:: Job ::
Transcribe the whole listing without a single picture.

Source data

▶

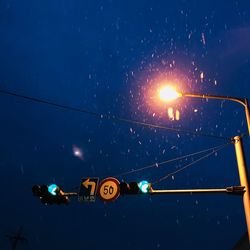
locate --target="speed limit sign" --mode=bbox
[98,177,120,201]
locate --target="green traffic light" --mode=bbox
[48,184,58,196]
[138,181,150,194]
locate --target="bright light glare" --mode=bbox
[48,184,58,196]
[159,86,181,101]
[138,181,150,193]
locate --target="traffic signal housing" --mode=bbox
[120,181,151,195]
[32,184,69,205]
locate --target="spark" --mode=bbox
[72,145,83,160]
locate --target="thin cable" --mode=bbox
[0,89,231,140]
[152,143,229,184]
[114,143,228,177]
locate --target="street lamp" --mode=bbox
[159,86,250,136]
[159,86,250,242]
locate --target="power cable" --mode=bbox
[152,143,230,184]
[114,143,229,177]
[0,89,231,140]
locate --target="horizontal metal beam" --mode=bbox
[149,186,245,195]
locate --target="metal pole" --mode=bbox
[244,99,250,136]
[234,136,250,242]
[149,186,245,195]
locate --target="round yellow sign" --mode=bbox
[98,177,120,201]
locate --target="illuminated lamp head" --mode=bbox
[159,86,182,102]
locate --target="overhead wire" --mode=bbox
[152,143,230,184]
[114,143,230,177]
[0,89,231,141]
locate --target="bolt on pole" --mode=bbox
[234,136,250,242]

◀

:: The solution ::
locate --target="speed limit sign" --mode=bbox
[98,177,120,201]
locate --target="green traffic light" --mode=bbox
[48,184,58,196]
[138,181,150,194]
locate --target="bright light glare" --mode=bbox
[48,184,58,196]
[159,86,181,101]
[138,181,150,193]
locate --target="traffic signal housing" --mode=bbox
[120,181,151,195]
[32,184,69,205]
locate --target="spark" --mode=bbox
[72,145,83,160]
locate --target="thin cable" --mode=bbox
[0,89,231,140]
[152,143,229,184]
[114,143,228,177]
locate --target="street lamp" --mode=bbox
[159,86,250,136]
[159,86,250,242]
locate --target="power cable" --mode=bbox
[152,143,230,184]
[114,143,229,177]
[0,89,231,140]
locate --target="horizontal metal beam" --mode=bbox
[149,186,245,195]
locate --target="metal pole" --mode=bbox
[244,99,250,136]
[234,136,250,242]
[149,186,245,195]
locate --target="round yellow sign" --mode=bbox
[98,177,120,201]
locate --target="illuminated lamp head" --mode=bbox
[159,86,182,102]
locate --target="overhead wire" --mode=bbox
[152,143,230,184]
[114,143,230,177]
[0,89,231,141]
locate --target="bolt on pole" --mode=bbox
[234,136,250,242]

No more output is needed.